(Object point labels)

+ + + + + + +

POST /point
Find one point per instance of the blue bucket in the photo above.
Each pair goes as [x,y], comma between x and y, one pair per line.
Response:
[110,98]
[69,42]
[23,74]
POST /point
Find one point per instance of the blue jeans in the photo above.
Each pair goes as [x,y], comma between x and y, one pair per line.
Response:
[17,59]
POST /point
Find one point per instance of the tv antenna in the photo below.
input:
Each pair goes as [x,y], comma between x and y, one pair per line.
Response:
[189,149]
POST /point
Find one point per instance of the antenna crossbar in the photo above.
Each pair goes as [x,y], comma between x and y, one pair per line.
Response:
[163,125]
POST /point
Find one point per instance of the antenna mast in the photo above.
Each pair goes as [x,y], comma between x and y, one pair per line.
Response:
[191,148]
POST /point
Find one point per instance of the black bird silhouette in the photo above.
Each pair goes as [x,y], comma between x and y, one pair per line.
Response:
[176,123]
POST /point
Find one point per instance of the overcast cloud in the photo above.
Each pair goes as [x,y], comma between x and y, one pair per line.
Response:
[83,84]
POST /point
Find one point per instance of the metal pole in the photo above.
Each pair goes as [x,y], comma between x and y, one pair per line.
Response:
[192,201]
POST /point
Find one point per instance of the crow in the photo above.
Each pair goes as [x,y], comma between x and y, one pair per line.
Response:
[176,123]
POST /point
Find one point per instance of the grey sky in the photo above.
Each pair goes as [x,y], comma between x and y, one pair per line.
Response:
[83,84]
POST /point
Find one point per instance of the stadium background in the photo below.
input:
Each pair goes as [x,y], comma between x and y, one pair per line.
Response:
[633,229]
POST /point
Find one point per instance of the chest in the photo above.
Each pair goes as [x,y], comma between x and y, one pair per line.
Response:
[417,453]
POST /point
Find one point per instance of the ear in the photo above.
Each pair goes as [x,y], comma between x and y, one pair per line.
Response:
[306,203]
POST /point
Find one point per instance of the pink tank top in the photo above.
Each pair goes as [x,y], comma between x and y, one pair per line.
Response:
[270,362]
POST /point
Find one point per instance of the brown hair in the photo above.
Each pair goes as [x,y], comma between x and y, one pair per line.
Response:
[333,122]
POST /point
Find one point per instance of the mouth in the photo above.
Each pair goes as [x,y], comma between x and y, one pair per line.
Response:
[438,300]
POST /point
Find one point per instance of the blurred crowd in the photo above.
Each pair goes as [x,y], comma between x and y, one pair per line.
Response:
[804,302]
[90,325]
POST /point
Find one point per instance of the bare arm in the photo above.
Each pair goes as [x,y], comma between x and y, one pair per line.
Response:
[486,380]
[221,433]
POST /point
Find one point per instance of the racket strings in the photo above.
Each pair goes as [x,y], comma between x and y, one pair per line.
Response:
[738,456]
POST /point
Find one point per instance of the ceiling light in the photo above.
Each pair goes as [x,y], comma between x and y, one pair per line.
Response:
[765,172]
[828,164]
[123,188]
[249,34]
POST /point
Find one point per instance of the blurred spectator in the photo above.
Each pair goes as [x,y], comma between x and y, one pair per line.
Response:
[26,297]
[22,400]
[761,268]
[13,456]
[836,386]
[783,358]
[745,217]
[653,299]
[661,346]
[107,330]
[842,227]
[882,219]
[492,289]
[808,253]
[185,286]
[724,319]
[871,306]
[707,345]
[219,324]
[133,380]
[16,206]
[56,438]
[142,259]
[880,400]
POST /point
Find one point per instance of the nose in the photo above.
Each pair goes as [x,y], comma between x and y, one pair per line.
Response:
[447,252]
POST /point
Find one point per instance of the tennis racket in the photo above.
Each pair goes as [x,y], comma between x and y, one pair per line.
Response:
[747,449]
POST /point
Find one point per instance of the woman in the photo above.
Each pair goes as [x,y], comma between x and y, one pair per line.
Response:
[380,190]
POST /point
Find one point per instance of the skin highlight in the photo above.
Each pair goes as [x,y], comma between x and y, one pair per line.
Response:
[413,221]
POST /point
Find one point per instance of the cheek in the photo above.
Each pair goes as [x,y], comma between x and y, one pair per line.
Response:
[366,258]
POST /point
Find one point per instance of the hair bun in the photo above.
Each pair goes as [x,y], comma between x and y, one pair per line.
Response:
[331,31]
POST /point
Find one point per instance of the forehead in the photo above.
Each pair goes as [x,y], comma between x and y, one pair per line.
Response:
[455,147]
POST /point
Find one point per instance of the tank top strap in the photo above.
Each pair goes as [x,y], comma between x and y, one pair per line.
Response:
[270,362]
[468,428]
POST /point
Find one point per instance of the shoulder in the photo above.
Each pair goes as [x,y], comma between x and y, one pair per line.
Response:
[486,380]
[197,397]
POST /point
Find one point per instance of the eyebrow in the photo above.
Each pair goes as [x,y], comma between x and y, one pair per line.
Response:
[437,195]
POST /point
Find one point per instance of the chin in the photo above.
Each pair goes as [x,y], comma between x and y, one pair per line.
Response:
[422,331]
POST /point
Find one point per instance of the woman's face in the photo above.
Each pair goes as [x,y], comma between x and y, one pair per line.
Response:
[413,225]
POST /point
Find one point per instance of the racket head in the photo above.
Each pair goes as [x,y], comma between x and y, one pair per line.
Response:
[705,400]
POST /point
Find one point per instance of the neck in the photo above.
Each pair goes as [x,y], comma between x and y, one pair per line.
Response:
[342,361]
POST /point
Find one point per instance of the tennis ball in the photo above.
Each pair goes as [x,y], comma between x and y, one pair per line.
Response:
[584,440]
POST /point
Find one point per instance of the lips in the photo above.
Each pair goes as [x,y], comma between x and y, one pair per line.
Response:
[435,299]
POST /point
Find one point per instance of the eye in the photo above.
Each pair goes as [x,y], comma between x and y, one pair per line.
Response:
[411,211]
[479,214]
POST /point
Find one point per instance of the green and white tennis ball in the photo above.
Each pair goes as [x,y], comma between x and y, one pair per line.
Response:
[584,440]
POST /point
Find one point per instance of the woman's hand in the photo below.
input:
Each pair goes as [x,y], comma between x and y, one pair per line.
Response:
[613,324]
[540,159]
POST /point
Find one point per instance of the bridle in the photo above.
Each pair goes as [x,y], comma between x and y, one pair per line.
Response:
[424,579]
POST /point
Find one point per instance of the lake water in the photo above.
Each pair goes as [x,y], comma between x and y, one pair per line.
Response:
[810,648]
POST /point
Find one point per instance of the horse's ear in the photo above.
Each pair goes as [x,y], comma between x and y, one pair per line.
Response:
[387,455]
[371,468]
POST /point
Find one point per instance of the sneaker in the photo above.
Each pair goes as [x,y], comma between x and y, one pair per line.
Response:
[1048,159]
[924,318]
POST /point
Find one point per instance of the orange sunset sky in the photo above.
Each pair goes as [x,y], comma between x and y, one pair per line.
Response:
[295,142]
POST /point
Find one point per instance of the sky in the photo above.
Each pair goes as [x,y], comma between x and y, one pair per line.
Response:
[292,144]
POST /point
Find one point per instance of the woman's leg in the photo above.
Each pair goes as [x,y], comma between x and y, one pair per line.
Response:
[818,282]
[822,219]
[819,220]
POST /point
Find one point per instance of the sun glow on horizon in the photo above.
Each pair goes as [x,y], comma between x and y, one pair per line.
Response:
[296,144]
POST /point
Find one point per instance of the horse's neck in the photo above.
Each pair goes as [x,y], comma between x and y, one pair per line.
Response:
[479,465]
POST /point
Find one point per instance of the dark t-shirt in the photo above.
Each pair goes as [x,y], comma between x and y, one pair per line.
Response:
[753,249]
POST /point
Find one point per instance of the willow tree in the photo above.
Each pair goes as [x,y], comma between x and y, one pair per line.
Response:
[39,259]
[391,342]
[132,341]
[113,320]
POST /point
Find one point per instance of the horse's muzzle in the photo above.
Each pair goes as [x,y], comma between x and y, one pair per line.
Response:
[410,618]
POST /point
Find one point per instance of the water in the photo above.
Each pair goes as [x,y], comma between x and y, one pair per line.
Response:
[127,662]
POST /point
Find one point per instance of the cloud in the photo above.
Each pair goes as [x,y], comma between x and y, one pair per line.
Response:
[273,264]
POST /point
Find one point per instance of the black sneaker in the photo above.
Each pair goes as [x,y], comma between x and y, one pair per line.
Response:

+ + + + + + +

▶ **GIVEN INSTRUCTION**: Extract every line of the data above that contains the string "tank", copying each line in full.

▶ **RESPONSE TO THIS EXERCISE**:
Find one point per instance of the pink tank top in the photo above.
Find one point per instance of the tank top strap in the photo above.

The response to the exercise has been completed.